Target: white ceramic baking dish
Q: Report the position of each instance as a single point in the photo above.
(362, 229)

-------

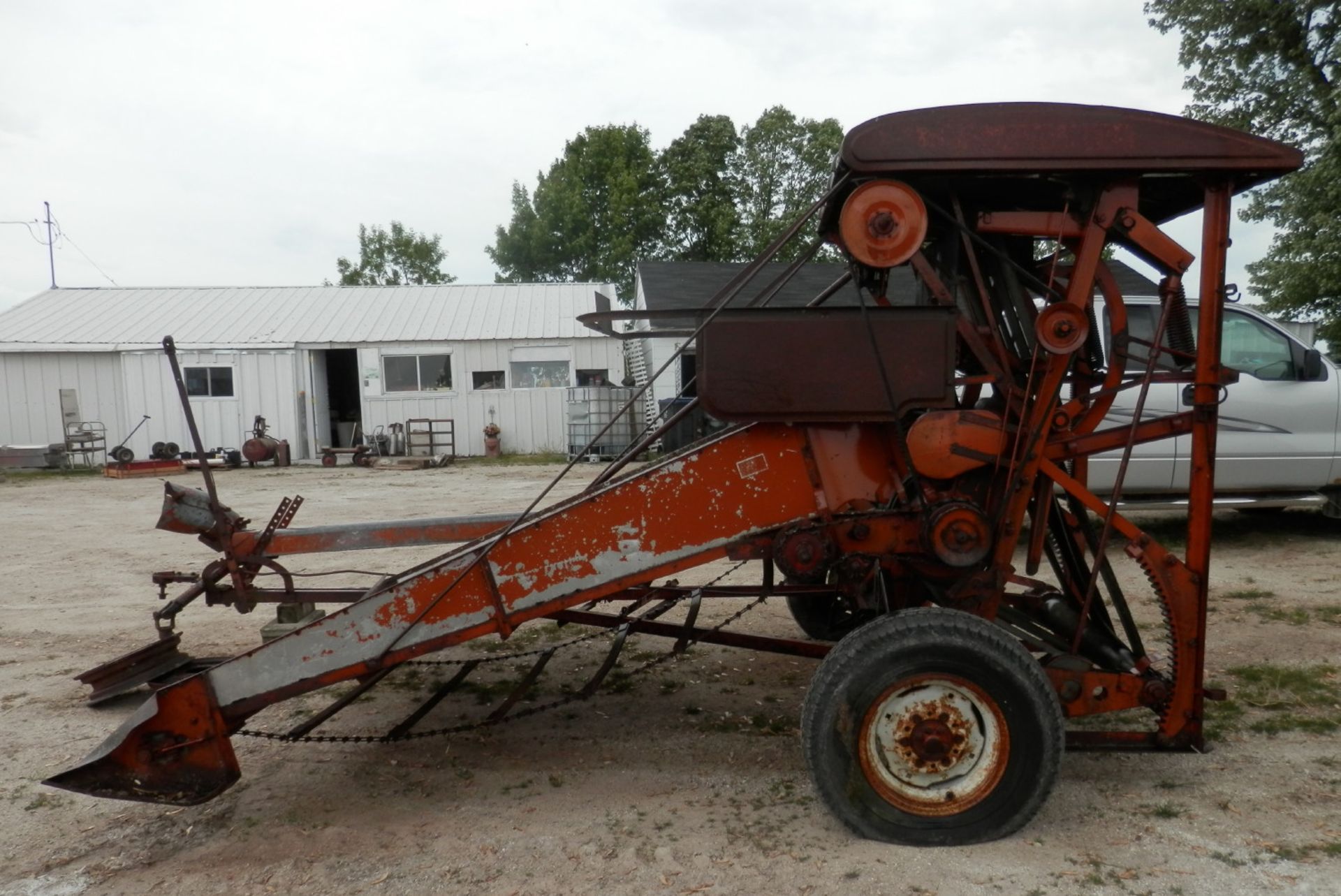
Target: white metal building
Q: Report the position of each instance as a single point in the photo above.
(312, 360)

-------

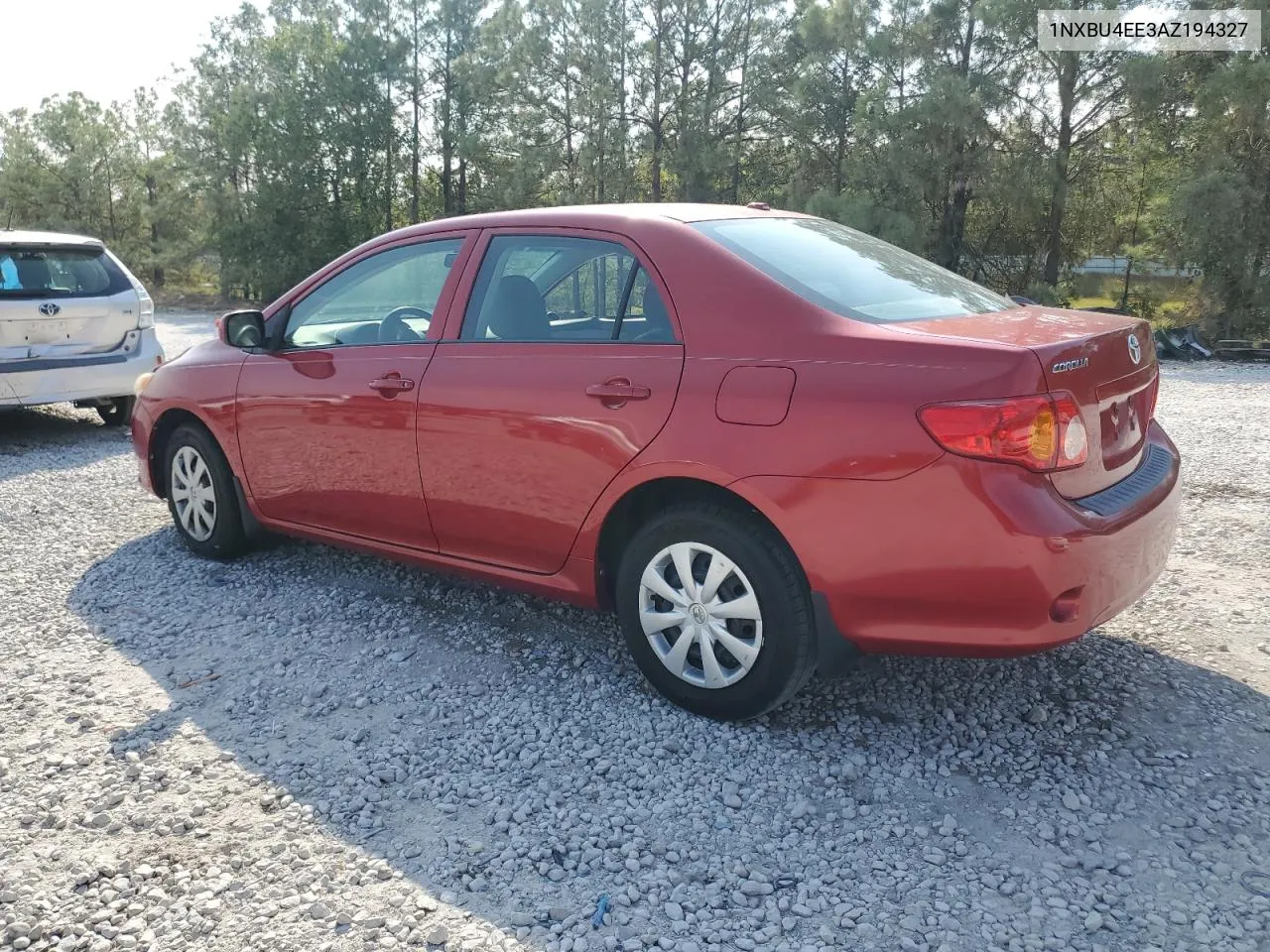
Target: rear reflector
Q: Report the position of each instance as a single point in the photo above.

-------

Pick out each line in the records above that contains the word "white", and copy those lines.

> Problem solution:
Target: white ceramic baking dish
Target: white metal building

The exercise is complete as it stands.